TEXT EXCERPT =

┌────────

Coming soon, another book review

I’m going to move away from my truck project, which is coming together nicely, and I’m going to talk a little about something else. A few months ago, I volunteered to beta-read a book which I began, but I unfortunately had my notes on my computer which died on me. The best I could do was give him a general critique about his book.

Now I’m back to reading the finished book, and so far I’m digging it. I’m planning on posting a review of the book, The Ship by Allan Krummenacker early next month, probably the first Monday, which  would be July 7th, and my first book review since my March 17th review of The Trinity by Daelynn Quinn.

The fact that I’m doing another review isn’t all that unexpected. My plan was not to abandon reviewing altogether, but rather I wanted to devote my energies elsewhere for a while. So I’m back for a one-off review, except I have another review in the pipeline, set for the middle of next month as well. That book is the sequel to March Island by Oliver Chase, which I reviewed late last year, and which I believe is the last book to the Hirebomber Series. More on this as I find out.

It feels good to be back reading again. I still have a few book I want to read for myself, but my project has been taking up all my time, though I’m now reaching the end. It may be time for a new project. I’m not sure if I’m going to actually start reviewing again on a consistent basis again, or if this is just an anomaly.

I’m saying this because I’m curious whether it’s worth doing again. I feel that I didn’t get enough of a bump in readership as I would have liked, and I’m not sure it was appreciated by the authors I reviewed. So I’m putting it to a vote, What should I do?

Struggles in outlining

Outlining my story was a great idea! I can’t believe just how much easier it is for me to write with this crisp new outline in front of me! Well, maybe not. Outlining hasn’t gone too well. So far all I have to show for my troubles are several aborted attempts. A pantser I remain, for now.

└────────

[Excerpts of location labeling data]
┌────────

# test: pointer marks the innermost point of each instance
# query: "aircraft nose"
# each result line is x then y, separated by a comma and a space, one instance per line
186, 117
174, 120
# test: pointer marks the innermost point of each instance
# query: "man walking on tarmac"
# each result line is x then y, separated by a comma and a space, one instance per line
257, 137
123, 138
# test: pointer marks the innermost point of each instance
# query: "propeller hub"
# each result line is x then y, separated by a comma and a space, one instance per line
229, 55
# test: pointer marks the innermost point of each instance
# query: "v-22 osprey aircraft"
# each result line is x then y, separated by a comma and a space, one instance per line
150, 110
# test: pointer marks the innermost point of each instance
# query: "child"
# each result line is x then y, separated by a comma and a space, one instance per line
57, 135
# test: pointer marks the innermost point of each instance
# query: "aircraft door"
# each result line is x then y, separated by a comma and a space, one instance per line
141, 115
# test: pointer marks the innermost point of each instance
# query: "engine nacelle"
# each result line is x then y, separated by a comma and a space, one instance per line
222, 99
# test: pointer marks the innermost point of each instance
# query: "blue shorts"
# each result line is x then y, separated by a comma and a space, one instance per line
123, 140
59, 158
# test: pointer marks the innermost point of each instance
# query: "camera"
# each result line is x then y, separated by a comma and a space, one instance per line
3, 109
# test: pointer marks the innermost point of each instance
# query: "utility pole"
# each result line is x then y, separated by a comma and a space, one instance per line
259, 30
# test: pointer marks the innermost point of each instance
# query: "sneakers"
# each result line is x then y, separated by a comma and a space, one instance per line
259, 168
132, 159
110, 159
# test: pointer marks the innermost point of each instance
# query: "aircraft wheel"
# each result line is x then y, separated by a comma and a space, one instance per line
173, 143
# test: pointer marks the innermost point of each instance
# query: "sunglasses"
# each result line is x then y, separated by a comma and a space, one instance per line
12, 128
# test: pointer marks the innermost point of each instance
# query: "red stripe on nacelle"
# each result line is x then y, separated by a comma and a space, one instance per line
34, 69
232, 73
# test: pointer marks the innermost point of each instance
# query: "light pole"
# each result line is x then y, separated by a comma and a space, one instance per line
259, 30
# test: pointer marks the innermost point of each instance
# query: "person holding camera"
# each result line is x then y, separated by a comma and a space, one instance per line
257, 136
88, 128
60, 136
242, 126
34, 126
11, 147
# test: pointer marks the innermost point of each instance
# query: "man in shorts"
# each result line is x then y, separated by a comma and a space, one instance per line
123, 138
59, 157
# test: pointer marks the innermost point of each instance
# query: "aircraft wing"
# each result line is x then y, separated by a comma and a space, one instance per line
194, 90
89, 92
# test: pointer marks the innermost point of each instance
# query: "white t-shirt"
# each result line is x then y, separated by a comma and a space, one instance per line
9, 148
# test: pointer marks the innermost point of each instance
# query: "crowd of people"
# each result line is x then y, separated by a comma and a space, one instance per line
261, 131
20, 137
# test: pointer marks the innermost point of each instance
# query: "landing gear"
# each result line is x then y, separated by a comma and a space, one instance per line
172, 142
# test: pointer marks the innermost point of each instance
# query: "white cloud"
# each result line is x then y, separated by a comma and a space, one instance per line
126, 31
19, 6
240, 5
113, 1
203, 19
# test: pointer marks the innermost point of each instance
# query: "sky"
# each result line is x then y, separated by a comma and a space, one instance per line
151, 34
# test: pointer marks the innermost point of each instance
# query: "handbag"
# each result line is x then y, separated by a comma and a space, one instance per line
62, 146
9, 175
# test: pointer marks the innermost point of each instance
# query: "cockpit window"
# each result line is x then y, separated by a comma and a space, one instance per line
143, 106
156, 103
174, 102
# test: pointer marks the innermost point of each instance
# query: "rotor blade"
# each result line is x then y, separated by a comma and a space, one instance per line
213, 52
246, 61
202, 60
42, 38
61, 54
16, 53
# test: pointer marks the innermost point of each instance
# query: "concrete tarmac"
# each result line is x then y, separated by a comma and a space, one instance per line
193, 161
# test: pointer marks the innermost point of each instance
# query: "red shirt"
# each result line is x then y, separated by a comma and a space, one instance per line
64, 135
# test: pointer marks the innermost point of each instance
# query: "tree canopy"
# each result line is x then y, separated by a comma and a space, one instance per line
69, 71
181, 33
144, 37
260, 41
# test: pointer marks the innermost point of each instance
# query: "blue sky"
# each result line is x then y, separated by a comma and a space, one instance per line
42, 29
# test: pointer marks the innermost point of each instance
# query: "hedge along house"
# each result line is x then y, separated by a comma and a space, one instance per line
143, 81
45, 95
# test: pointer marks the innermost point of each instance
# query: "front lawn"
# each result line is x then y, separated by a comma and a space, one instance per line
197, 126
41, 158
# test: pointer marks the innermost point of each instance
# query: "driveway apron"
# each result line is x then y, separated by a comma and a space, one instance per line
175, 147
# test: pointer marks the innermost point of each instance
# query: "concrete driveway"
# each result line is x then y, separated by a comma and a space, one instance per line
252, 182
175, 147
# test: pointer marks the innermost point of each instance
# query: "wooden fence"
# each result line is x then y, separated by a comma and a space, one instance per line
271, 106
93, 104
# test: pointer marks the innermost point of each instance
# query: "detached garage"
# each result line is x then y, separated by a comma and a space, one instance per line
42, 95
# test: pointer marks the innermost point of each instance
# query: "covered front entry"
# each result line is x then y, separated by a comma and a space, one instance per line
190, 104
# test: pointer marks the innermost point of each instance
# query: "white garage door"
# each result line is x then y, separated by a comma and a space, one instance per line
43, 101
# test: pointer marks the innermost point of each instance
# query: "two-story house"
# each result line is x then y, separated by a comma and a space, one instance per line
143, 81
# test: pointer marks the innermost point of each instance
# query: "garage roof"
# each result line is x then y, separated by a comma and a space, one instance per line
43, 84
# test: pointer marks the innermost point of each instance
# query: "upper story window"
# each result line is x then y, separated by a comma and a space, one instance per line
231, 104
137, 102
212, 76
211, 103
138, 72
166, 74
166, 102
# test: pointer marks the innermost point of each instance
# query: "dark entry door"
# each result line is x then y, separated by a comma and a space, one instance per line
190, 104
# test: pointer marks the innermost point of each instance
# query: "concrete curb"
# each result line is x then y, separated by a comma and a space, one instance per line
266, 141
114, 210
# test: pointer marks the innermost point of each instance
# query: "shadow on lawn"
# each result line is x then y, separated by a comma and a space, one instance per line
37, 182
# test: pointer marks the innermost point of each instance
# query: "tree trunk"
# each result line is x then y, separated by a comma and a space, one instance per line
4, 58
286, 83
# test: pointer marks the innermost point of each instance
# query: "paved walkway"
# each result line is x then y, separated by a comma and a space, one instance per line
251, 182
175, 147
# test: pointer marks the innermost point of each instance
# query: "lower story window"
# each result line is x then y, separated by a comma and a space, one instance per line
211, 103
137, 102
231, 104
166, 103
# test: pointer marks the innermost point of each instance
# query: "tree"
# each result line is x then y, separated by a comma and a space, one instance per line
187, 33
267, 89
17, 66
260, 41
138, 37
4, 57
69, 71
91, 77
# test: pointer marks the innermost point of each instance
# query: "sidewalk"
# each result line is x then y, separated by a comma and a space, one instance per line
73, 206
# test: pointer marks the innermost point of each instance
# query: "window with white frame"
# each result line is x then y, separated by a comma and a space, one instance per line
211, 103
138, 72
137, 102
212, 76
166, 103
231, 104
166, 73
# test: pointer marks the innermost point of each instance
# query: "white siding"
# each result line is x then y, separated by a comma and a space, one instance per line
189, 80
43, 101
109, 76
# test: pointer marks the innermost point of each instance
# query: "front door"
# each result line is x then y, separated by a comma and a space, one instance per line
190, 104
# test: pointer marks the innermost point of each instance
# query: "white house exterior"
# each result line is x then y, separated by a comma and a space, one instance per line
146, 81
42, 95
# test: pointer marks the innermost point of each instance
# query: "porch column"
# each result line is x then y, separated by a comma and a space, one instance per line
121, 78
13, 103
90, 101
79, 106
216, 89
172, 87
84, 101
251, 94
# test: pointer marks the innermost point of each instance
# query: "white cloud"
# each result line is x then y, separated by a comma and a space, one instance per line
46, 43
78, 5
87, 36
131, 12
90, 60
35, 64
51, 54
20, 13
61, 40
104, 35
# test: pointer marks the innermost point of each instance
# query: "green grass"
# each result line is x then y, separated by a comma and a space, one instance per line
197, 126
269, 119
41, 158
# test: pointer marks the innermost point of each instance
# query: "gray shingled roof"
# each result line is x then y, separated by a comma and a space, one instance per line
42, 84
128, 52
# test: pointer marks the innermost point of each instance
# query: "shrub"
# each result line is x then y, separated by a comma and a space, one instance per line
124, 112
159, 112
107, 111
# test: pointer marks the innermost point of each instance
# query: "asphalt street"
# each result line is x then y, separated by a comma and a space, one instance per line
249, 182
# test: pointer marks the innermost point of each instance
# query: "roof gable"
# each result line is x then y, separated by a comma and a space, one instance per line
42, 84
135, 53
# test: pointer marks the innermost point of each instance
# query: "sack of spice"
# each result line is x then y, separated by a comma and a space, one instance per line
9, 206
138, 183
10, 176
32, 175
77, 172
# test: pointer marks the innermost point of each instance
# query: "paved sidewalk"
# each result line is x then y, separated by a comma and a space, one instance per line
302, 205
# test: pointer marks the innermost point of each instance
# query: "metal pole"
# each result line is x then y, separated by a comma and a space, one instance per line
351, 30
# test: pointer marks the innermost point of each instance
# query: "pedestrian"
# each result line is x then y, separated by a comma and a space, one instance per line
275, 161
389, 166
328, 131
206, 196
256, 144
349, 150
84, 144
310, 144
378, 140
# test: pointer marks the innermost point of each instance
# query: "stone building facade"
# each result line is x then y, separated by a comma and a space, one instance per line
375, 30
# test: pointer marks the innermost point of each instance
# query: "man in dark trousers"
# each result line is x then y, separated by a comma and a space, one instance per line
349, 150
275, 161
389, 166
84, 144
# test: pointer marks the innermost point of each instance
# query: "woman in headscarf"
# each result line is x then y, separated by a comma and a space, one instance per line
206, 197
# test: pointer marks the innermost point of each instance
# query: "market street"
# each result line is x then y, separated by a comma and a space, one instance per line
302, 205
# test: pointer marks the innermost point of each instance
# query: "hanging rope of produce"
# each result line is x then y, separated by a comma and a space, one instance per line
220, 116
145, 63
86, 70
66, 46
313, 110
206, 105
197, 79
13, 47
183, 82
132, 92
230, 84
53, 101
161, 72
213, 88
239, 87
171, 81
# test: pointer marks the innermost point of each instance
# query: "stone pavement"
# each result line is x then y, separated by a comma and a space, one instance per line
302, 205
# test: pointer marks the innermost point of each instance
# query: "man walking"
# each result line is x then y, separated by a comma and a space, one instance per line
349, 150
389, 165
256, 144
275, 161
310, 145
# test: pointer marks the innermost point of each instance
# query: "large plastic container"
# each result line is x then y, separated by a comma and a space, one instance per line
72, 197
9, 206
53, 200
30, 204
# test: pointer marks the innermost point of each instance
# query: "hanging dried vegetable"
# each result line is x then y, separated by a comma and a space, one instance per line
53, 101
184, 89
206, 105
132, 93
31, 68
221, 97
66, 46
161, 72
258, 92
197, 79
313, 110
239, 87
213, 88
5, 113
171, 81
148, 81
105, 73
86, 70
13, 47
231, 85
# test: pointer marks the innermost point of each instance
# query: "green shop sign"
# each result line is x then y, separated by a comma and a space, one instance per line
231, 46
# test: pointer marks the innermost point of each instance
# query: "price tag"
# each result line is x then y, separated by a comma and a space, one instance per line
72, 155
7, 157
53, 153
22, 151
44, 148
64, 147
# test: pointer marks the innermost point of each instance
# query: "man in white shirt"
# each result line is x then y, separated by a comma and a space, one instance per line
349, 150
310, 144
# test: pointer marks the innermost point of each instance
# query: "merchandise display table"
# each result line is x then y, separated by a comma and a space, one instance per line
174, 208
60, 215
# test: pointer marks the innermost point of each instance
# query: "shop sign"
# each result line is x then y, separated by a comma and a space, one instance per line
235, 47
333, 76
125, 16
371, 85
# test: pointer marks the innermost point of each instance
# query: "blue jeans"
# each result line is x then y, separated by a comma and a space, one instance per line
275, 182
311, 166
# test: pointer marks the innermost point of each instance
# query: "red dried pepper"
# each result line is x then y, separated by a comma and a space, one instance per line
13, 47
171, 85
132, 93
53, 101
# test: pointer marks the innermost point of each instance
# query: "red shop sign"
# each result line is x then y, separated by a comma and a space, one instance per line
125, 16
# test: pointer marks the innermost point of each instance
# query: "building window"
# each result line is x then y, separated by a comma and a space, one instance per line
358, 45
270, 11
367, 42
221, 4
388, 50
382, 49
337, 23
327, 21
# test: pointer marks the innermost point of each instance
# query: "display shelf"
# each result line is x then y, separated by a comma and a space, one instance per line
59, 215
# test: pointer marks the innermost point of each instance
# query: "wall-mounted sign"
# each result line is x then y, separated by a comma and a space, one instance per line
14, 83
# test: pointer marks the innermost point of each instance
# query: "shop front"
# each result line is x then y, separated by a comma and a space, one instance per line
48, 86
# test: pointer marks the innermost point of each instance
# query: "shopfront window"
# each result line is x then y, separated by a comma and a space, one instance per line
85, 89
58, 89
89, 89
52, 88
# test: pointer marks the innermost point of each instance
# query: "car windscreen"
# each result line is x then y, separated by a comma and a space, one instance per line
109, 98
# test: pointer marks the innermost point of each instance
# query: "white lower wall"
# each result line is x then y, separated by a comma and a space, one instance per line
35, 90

└────────

REQUESTS =
**1.** Identify every line in the records that contains the string "shorts", matching case exactly, and copy each of those lines.
**2.** Go on with the blog post about book reviews and outlining, starting right after its final sentence.

RESULTS OF THE EXERCISE =
**1.**
# query: "blue shorts"
# query: "man in shorts"

**2.**
My problem is that I don’t know how to outline. I’m trying to put too much detail into the outline, but I don’t really know what’s going to happen, other than a vague idea of where I want my story to go, and a few key scenes I would like to include. To make a comparison to real life, it’s like knowing where I want to drive to, where I’m starting, but only knowing the general direction I’ll take. Lubbock, Texas to Boston, Massachusetts? I’ll just drive north and east and I’ll get there eventually.

Actually, that sounds like fun, and potentially the makings of another epic “Amy Adventure,” but that’s a story for another time.

I know the ending to the series, though I haven’t sat down and written it down. I know what the problem is going to be in the first book, but not how to resolve it. I vaguely want the second book to focus on Lily’s relationships with everyone around her, and her adversary’s attempt to subvert those ties in order to weaken her. I know Lily will make an unlikely alliance in the third book to defeat her adversary, though it comes with a cost.

Lily’s relationship with her dead mother will come more into focus as Lily learns more about her and the reason for her apparent neglect and unfortunate demise. My character will have to grow up and live up to a destiny that many before her refused to take.

What I hope will work out is the nature of Lily’s enemy. That has me worried because it’s either the best idea ever written, or the worst. It excites me and terrifies me as the same time. I need to finish it before I’ll know for sure.

Writing is a scary endeavor. I’ve gotten used to posting my thoughts on this blog, so now I’m working towards a grander goal. I’ve been hoping to cross this one last goal line, though I’ve been putting it off. I think I’m about ready to put myself out there to be scrutinized, to have my books out to be criticized as either good or bad. As much as I wanted it, I wasn’t strong enough emotionally for it. I am now, I think.

I’ll get back to creating a general outline for Lily, and hope that it is detailed enough for me to work with, but flexible enough for me to create an organic and fluid narrative. I’m still a long ways away from finishing Book One, but in all honesty, I’m closer to being done than I would like.

 

This is the end, or is it a beginning?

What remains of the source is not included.